* **Your task**: According to the article on Latvia's damage claims against Russia, what sum is Latvia demanding for environmental damage from the Soviet era?

* **Passage**:

[Start of section]

The Baltic state of Latvia is demanding $712 million (356 million lat) from Russia for environmental damage allegedly caused during the Soviet era.
Edmunds Stankevich, who heads the official Latvian commission looking into the issue, said: "these are the preliminary figures. The total damage has yet to be calculated."
The environmental report is one of many being produced by the government commission.
In an earlier report it claimed the Soviet occupation deprived Latvia of national income equal to what an individual may produce for 10 billion years.
Having assessed the environmental damage, the commission is busy with the economic, social and demographic harm allegedly inflicted by the USSR.
Latvia is expected to finish counting its might-have-beens and present Russia with a final bill as soon as in 2010. Experts assume the total sum of damages claimed could eventually top $20 billion.
”The commission’s activity is a real wrecking. They are making the claims amid the warming in the Russian-Latvian relations,” Andrey Klementiev, a member of the Latvian parliament, says.
”I’m wondering why the government keeps on funding the work of this commission, given the current economic crisis. Many hospitals have been recently closed, thousands of doctors, policemen, professors fired while the commission continues assessing the Soviet era occupation damages.”
Russia has many times rejected Latvia's claims.
Expert in the issue, Vladimir Simindey, sees a number of reasons behind the Latvian government’s move.
”That’s the initiative of a group of Latvian politicians, who eye to initiate a kind of Nuremberg trials on the former Soviet Union. Then, of course, it’s a tool of mobilizing some part of the Latvian electorate as well as gearing the Anti-Russian stance within the European Union,” Simindey said.
He added that in Latvia “it’s a sort of business for some politicians, who regularly get public money for assessing Soviet-era damages.”
In this situation Russia needs to take a hard line and stop “playing footsie with Latvian government officials”, Simindey says.
This is not the first time a Baltic state has tried to get compensation from Russia for alleged outrages committed by the USSR. In 2008, the Lithuanian leadership made similar claims for $28 billion, while the Estonian Prime Minister Andrus Ansip said he was waiting for Russia’s apologies.
All three states were part of the Soviet Union from 1940 to 1991. Some commentators have noted that denying a common history with big neighbor Russia is a policy cornerstone of the political elite of the Baltic states.

[End of section]

[Stored records]

[Start of section]

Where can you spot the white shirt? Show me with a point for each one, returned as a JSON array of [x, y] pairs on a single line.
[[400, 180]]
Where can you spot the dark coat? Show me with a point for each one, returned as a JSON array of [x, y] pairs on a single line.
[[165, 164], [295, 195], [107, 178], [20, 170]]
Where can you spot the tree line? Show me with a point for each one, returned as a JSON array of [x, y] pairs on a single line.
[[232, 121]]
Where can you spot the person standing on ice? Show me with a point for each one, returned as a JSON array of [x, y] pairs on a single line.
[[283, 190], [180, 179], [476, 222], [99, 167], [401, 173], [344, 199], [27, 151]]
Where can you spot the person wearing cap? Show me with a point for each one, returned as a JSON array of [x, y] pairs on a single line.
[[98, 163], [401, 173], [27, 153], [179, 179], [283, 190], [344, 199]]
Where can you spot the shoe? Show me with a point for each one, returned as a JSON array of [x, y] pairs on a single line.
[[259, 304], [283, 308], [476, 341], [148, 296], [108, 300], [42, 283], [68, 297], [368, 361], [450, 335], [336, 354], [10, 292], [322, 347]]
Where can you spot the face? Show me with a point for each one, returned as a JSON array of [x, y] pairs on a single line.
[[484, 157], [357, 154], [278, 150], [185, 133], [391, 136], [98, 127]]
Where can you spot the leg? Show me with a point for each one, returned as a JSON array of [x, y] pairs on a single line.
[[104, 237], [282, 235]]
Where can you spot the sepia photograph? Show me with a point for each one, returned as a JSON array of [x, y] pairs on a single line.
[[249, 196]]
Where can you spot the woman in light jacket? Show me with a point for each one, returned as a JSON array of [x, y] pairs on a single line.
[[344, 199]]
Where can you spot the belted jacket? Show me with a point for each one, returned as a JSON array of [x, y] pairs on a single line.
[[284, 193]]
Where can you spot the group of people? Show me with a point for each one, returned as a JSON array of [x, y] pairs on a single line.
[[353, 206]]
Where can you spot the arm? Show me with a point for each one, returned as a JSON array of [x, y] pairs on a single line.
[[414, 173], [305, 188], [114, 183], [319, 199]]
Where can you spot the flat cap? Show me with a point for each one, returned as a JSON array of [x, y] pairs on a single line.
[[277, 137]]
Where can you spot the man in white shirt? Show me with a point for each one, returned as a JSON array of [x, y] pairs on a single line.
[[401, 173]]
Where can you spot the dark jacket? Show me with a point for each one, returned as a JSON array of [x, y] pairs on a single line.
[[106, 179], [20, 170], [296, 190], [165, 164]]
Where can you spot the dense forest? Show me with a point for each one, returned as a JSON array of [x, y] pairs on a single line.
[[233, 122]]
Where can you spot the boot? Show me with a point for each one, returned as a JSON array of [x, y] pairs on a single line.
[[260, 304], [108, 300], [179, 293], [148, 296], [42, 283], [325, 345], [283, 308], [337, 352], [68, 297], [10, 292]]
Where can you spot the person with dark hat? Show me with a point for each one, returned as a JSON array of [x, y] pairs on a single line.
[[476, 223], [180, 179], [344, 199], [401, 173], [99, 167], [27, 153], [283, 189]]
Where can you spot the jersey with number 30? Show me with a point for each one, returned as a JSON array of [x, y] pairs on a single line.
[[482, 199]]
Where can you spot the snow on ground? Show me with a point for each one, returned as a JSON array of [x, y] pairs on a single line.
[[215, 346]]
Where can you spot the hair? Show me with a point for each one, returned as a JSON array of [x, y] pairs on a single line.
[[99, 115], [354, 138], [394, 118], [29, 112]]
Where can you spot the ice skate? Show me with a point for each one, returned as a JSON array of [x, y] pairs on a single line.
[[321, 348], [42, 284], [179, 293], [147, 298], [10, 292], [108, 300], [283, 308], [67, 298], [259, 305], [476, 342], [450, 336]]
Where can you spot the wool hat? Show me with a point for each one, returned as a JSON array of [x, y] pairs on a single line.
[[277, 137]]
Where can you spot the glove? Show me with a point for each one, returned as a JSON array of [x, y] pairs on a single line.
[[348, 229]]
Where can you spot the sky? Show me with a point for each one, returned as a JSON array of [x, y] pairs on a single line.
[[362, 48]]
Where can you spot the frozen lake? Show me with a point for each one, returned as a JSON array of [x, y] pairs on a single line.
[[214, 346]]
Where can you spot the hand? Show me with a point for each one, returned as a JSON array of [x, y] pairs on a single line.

[End of section]

* **Solved problem**: $712 million (356 million lat).